• [Required work] Please reproduce the listing below, switching every "single dot" to "single marker" and leaving everything else unchanged.

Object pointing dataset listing
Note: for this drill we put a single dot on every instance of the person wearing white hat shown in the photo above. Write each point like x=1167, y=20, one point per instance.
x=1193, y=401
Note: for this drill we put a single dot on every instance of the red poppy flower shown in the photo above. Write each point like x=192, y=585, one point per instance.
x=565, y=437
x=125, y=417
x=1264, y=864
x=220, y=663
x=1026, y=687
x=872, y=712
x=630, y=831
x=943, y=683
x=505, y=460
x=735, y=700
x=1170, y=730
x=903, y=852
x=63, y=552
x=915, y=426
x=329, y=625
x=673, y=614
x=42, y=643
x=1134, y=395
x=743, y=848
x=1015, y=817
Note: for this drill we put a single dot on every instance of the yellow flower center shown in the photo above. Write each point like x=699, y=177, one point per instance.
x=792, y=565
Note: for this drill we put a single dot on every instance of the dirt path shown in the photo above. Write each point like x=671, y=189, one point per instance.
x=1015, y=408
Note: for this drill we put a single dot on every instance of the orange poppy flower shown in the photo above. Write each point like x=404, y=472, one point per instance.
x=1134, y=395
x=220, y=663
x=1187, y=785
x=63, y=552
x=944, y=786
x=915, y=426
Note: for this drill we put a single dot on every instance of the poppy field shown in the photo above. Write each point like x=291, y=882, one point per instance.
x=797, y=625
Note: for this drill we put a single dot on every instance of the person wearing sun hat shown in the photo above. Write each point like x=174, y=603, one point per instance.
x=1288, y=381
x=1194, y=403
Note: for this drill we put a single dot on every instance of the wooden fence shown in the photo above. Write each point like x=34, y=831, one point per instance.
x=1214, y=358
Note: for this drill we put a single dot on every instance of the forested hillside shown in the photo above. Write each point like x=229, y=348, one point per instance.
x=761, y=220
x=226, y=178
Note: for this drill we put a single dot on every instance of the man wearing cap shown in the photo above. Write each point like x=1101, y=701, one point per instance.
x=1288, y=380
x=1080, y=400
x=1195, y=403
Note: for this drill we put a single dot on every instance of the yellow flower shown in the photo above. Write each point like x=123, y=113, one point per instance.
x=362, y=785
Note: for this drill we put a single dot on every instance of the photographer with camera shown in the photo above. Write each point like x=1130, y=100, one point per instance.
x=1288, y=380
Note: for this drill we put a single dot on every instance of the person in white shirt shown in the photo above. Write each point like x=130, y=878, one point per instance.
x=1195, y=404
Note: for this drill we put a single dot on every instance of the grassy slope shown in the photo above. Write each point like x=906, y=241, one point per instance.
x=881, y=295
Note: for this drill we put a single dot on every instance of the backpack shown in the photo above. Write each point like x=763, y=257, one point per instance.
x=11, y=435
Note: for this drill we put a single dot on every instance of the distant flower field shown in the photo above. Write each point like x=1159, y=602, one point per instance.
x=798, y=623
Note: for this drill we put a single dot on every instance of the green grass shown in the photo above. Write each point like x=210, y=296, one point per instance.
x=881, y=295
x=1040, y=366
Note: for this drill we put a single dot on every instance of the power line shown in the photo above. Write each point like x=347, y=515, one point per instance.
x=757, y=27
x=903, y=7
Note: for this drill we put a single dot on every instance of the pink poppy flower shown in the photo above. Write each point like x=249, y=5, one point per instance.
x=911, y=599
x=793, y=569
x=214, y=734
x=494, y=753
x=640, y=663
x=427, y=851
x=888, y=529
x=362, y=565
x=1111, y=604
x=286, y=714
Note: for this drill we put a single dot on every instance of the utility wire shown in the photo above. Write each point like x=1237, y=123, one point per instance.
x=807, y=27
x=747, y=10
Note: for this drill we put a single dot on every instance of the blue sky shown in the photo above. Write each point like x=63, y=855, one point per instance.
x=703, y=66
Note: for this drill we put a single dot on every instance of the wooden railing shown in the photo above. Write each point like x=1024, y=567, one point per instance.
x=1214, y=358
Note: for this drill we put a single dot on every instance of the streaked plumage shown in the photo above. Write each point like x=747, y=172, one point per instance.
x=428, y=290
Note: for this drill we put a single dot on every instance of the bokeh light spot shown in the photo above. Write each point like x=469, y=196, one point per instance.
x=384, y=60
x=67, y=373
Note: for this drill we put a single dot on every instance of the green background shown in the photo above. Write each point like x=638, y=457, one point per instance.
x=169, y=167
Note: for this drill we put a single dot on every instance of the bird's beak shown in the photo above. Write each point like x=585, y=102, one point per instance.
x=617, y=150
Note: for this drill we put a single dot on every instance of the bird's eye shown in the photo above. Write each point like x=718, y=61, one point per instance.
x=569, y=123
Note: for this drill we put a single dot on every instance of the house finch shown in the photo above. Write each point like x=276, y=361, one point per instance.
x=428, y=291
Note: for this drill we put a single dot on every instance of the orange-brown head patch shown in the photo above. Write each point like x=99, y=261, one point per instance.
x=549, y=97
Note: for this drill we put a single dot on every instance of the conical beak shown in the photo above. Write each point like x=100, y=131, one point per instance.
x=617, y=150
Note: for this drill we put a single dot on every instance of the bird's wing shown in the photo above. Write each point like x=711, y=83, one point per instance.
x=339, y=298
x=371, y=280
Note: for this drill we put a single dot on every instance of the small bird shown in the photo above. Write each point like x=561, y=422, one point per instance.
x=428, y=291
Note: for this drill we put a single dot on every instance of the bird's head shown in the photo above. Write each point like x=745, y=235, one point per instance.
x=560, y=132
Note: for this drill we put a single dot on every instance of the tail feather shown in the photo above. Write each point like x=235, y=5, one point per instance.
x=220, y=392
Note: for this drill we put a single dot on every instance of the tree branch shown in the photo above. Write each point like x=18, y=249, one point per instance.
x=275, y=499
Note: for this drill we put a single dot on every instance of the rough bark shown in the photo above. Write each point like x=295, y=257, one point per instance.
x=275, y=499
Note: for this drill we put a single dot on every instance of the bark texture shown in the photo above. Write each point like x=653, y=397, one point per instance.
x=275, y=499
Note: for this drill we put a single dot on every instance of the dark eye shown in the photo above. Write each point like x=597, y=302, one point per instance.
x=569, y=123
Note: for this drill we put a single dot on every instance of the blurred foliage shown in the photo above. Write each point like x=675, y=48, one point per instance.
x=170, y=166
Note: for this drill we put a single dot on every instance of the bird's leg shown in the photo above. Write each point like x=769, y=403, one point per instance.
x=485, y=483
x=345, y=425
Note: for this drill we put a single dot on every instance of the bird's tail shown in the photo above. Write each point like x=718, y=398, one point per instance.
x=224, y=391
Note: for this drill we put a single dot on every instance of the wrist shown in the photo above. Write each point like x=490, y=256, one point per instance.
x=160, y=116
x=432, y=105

• [Written solution]
Note: for this drill we put a single marker on every instance of the person wearing white hat shown in the photo above. Write each point like x=1167, y=20, one point per instance.
x=1193, y=401
Note: for this drill we put a single marker on every instance of the red poppy flower shown in the photo above. Write each point like x=192, y=585, one point per instance.
x=565, y=437
x=125, y=417
x=1264, y=864
x=220, y=663
x=1026, y=687
x=872, y=712
x=630, y=831
x=943, y=683
x=505, y=460
x=735, y=700
x=1170, y=730
x=903, y=852
x=63, y=552
x=915, y=426
x=329, y=625
x=673, y=614
x=42, y=643
x=1134, y=395
x=743, y=848
x=1015, y=817
Note: for this drill we put a single marker on every instance of the yellow flower center shown in the photo above. Write each point like x=699, y=177, one point per instance.
x=792, y=565
Note: for this drill we put a single marker on every instance of the dirt path shown in the photo above. Write each point like x=671, y=189, one point per instance.
x=1015, y=408
Note: for this drill we put a single marker on every instance of the orange poppy flower shown in the photo above. Write each point like x=404, y=472, one point per instance.
x=1134, y=395
x=220, y=663
x=1187, y=785
x=63, y=552
x=944, y=786
x=915, y=426
Note: for this drill we put a single marker on every instance of the poppy field shown in the photo above. Write each point like x=291, y=882, one point per instance.
x=797, y=625
Note: for this drill we put a single marker on every instance of the person wearing sun hat shown in the photo above. Write each point like x=174, y=603, one point per instance.
x=1288, y=381
x=1194, y=403
Note: for this drill we put a single marker on every instance of the wooden fence shown in the photo above. Write each point like x=34, y=831, one point per instance.
x=1214, y=358
Note: for this drill we put a single marker on every instance of the forested hillside shown in the photo above. Write each point like x=229, y=348, one point per instance.
x=761, y=220
x=226, y=178
Note: for this drill we put a single marker on every instance of the man wearing cap shown in the photo above. Write each point like x=1101, y=701, one point per instance.
x=1288, y=380
x=1080, y=400
x=1195, y=403
Note: for this drill we put a single marker on every instance of the yellow flower shown in the photo above. Write each point like x=123, y=113, one point per instance.
x=362, y=785
Note: for this drill we put a single marker on every instance of the photographer with camera shown in the photo above. Write each point like x=1130, y=100, one point per instance.
x=1288, y=380
Note: for this drill we put a single marker on every instance of the person in white shirt shown in the photo above. Write each point like x=130, y=878, one point per instance.
x=1195, y=404
Note: for this drill we put a single marker on every instance of the grassy slope shown in the photo above. Write each point like x=906, y=241, one point per instance.
x=881, y=295
Note: for this drill we put a single marker on every instance of the backpack shown in the photo above. Write each point like x=763, y=257, one point per instance.
x=11, y=435
Note: for this drill we put a single marker on every instance of the distant flower field shown in the photo above. Write each point like x=1159, y=602, one point per instance.
x=798, y=623
Note: for this drill we put a single marker on every instance of the green grass shown in the photo above. Write each point like x=210, y=296, one point per instance.
x=881, y=295
x=1040, y=366
Note: for this drill we put a single marker on every instance of the power line shown in the photo above. Write each point like x=347, y=515, one point per instance.
x=757, y=27
x=903, y=7
Note: for this drill we put a single marker on every instance of the pink poppy flower shown in the photo above. Write each point like x=249, y=5, one point per instance.
x=911, y=599
x=793, y=569
x=214, y=734
x=494, y=753
x=640, y=663
x=427, y=851
x=888, y=529
x=362, y=565
x=1111, y=604
x=286, y=714
Note: for this drill we put a single marker on every instance of the utility wire shown in the photo above. Write each point like x=1237, y=123, one point per instance.
x=807, y=27
x=747, y=10
Note: for this drill we put a single marker on every instance of the blue sky shown in the photo above. Write each point like x=63, y=855, one point per instance.
x=703, y=66
Note: for this drill we put a single marker on every instance of the wooden railing shown in the photo above. Write each point like x=1024, y=567, one point per instance.
x=1214, y=358
Note: for this drill we put a single marker on every instance of the streaked plumage shown in the photo above. Write each point like x=747, y=172, one point per instance.
x=428, y=290
Note: for this drill we put a single marker on every instance of the bokeh light spot shown in the photo above. Write each point like x=469, y=196, one point per instance.
x=384, y=60
x=67, y=373
Note: for this drill we put a single marker on every instance of the green background shown in the photo above. Write each point like x=638, y=457, one point per instance.
x=169, y=167
Note: for this drill we put a single marker on every instance of the bird's beak shown in the photo above. Write each point like x=585, y=102, one point per instance.
x=617, y=150
Note: for this drill we put a single marker on every instance of the bird's eye shown in the photo above. Write each point like x=718, y=61, one point per instance.
x=569, y=123
Note: for this drill we put a single marker on every instance of the house finch shown in the photo above. Write each point like x=276, y=361, one point per instance.
x=428, y=291
Note: for this drill we put a single marker on every instance of the orange-brown head patch shown in the photo above. Write each point like x=99, y=261, one point per instance.
x=549, y=97
Note: for this drill we put a single marker on every instance of the conical beak shown in the photo above. Write each point like x=100, y=131, one point per instance.
x=617, y=150
Note: for this drill we put a single marker on every instance of the bird's wing shown in the photo above. Write each point like x=711, y=83, one point per instance.
x=339, y=298
x=371, y=280
Note: for this drill we put a single marker on every instance of the small bird shown in the photo above. Write each point like x=561, y=422, one point per instance.
x=428, y=291
Note: for this drill we put a single marker on every instance of the bird's head shown in the photo above. Write each point like x=745, y=235, one point per instance.
x=560, y=132
Note: for this drill we put a single marker on every instance of the tail feather shown in the photo above. Write each point like x=235, y=5, one point per instance.
x=220, y=392
Note: for this drill we put a single marker on every instance of the tree branch shown in the photo above. Write each point like x=18, y=249, one point per instance.
x=275, y=499
Note: for this drill we put a single marker on every instance of the rough bark shown in the photo above. Write each point like x=295, y=257, one point per instance.
x=275, y=499
Note: for this drill we put a single marker on every instance of the bark texture shown in the photo above. Write each point like x=653, y=397, one point per instance.
x=275, y=499
Note: for this drill we put a single marker on every instance of the dark eye shown in the photo above. Write each point like x=597, y=302, one point per instance.
x=569, y=123
Note: for this drill we put a single marker on every instance of the blurred foliage shown in the photo above. Write each point like x=675, y=48, one point per instance.
x=170, y=166
Note: for this drill we put a single marker on every instance of the bird's leg shown in the photo above. Write each point like x=769, y=403, one point per instance.
x=485, y=483
x=345, y=425
Note: for this drill we put a single marker on every instance of the bird's tail shown in the photo above. Write each point like x=718, y=398, one point per instance.
x=224, y=391
Note: for this drill we put a single marker on every instance of the wrist shown in the photo above. Write each point like x=490, y=256, one point per instance.
x=160, y=116
x=432, y=105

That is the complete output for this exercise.